* Data section
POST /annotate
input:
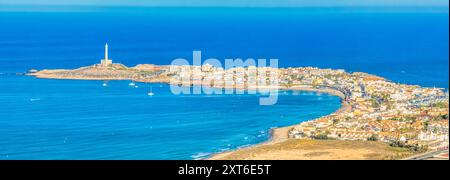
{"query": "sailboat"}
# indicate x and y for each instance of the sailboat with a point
(151, 92)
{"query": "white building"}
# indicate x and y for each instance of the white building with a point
(106, 62)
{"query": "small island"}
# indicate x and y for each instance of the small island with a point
(374, 110)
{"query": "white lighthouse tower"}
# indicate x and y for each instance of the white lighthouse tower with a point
(106, 62)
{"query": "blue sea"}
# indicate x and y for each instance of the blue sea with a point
(73, 119)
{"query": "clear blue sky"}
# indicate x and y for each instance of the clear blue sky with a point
(232, 3)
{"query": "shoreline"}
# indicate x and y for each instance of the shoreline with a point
(371, 107)
(280, 134)
(277, 135)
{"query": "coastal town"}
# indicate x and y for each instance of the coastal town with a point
(373, 108)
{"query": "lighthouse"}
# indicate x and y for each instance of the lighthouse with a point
(106, 62)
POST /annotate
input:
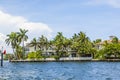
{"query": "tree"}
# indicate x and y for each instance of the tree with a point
(115, 40)
(60, 44)
(34, 43)
(81, 43)
(12, 39)
(43, 43)
(112, 49)
(22, 37)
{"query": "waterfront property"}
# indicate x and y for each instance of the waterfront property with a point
(61, 71)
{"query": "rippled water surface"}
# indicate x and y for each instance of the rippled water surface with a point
(61, 71)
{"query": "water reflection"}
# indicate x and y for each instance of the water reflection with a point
(60, 71)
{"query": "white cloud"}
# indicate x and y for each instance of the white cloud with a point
(9, 23)
(13, 23)
(113, 3)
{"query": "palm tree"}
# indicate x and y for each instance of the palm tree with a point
(115, 40)
(34, 43)
(81, 43)
(43, 43)
(22, 37)
(13, 41)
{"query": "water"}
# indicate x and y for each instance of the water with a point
(61, 71)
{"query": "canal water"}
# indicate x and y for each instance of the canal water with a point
(60, 71)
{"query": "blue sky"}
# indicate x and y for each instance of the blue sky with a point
(97, 18)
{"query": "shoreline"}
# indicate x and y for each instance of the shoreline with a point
(92, 60)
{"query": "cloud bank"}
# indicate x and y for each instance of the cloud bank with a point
(112, 3)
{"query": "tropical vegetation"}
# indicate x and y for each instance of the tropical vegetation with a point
(79, 43)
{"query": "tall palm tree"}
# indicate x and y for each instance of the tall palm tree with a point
(13, 41)
(22, 37)
(43, 43)
(34, 43)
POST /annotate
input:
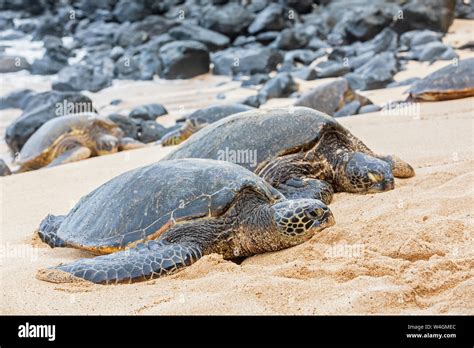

* Your task
Your response should consist solely of the lines from the line with "cloud with a point" through the last line of the entries above, printed exactly and without pictures.

* Worked solution
# indicate x and y for each instance of the white cloud with a point
(9, 23)
(13, 23)
(113, 3)
{"query": "palm tree"}
# indicate x and y for each instance of the palm tree with a point
(115, 40)
(34, 43)
(81, 43)
(43, 43)
(22, 37)
(13, 41)
{"query": "water"}
# indicate x and y for each instance of the water with a point
(61, 71)
{"query": "canal water"}
# indicate x and y for each instance of the canal water with a point
(60, 71)
{"query": "blue sky"}
# indicate x and y for each instance of the blue sky with a point
(97, 18)
{"query": "shoreline"}
# indicate x and y for each instance of the shoreline with a point
(92, 60)
{"query": "cloud bank"}
# indicate x and y for each instance of the cloud bank with a point
(112, 3)
{"query": "tropical vegetation"}
# indicate x and y for each instance of the tropical vegetation with a point
(79, 43)
{"query": "tall palm tree"}
# indicate x and y for each instance of the tall palm tree with a point
(13, 41)
(22, 37)
(43, 43)
(34, 43)
POST /annotate
input:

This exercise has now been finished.